> **Consigna**:
Reescribe la parte del fragmento seleccionado que comienza con las palabras "Detenerse en cualquier" y termina con "renunciar al confort).", sustituyendo "zapatillas" por "botas".
-------- Fragmento seleccionado
Quizá, haya que detenerse un poco en ese recorrido impuesto, ese nacer, crecer, estudiar, trabajar y morir; donde lo único importante son logros superficiales y vacíos: buscarse en los lujos vulgares (autos caros, joyas, mansiones, etcétera), el ocio interminablemente podrido, las mujeres u hombres baratos (y no, no hablo de prostitución, carnicerías móviles, y ese tipo de cosas, más bien refiero a lo barato de la superficialidad, esa gente que se queda y se aferra a lo visual, al intento de lo hegemónico, al falso amor tan frío, interesado, a esas bolsas de personas completamente vacías) y demás.

Detenerse en cualquier punto, mirar y pensar sobre este cemento viejo, replantearse los pasos de estas zapatillas ultra promocionadas, mirar a un costado tímido que nos reclama con amor, mirar el verde pasto, lanzarse a él con pies desnudos, sentir la tierra en el caminar. Y caminar como a uno le plazca, pasos cortos o largos, derecho o en zigzag, correr o caminar, de espaldas, de frente, de costado, y claro, tropezar, la herida la sangre y al final una sonrisa al estrellarse, reírse de uno mismo y de la vida, recostarse por un rato y ver el cielo, recapacitar y buscar entender la caída para después levantarse y seguir (pero nunca acostumbrarse al suelo, y soldarse a él en ese confort, renunciar al confort).

Al compás de este camino sin camino, esta pequeña libertad, ir creando cimientos, construcciones propias, empaparse de vida, hasta llegar al final para sentir la tierra una última vez, poder ya sentarse, cansados de tanto vivir, sentarse y lanzar los ojos hacia lo pasado, vislumbrar los cimientos que solo fueron eso, los pasos ebrios y rectos, los tropiezos y pozos, y por último todo lo construido, por última vez apreciarlo todo, toda la extensión del gran pastizal, el placer de abandonar el cemento cementerio.

Y ya observado todo, recostarse boca arriba, mirar el cielo oscureciéndose, a la par que el sol se sienta en el horizonte sorbiendo el último trago de luz, dándole paso a la luna que extenderá sus níveas manos para acariciarnos la frente y cerrarnos los ojos.
----------------
-------- Registros sin procesar
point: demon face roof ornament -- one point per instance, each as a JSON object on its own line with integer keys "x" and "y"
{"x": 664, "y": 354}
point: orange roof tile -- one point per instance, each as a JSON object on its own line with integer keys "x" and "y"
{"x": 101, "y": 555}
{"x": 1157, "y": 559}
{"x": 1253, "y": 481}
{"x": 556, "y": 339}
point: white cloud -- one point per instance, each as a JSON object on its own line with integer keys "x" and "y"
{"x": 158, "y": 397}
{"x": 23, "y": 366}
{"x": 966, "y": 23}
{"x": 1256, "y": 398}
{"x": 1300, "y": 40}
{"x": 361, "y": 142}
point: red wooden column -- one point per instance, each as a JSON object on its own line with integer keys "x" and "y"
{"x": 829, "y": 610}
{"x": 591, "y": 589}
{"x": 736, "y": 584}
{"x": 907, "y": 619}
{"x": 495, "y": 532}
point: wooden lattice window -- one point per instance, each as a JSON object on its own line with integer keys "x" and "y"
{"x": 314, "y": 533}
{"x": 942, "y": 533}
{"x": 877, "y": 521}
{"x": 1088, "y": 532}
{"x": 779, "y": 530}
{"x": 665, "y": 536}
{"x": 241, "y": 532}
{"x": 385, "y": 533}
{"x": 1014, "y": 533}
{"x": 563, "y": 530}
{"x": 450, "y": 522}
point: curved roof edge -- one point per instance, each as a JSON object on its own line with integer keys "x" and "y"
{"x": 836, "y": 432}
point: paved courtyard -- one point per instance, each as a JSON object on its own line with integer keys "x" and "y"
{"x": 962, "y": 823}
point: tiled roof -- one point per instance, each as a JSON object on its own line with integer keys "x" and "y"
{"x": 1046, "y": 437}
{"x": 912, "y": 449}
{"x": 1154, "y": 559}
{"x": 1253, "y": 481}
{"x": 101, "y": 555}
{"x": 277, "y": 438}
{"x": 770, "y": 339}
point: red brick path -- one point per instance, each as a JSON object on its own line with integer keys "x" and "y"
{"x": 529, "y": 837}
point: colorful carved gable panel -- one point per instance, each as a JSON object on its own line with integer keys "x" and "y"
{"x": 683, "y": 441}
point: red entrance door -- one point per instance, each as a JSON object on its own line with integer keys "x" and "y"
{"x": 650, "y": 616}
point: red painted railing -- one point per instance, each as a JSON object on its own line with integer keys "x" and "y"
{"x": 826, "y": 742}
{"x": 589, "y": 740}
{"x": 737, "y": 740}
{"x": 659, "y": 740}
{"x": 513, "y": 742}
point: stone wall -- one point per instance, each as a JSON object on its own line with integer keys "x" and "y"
----------------
> **Solución escrita**:
Detenerse en cualquier punto, mirar y pensar sobre este cemento viejo, replantearse los pasos de estas botas ultra promocionadas, mirar a un costado tímido que nos reclama con amor, mirar el verde pasto, lanzarse a él con pies desnudos, sentir la tierra en el caminar. Y caminar como a uno le plazca, pasos cortos o largos, derecho o en zigzag, correr o caminar, de espaldas, de frente, de costado, y claro, tropezar, la herida la sangre y al final una sonrisa al estrellarse, reírse de uno mismo y de la vida, recostarse por un rato y ver el cielo, recapacitar y buscar entender la caída para después levantarse y seguir (pero nunca acostumbrarse al suelo, y soldarse a él en ese confort, renunciar al confort).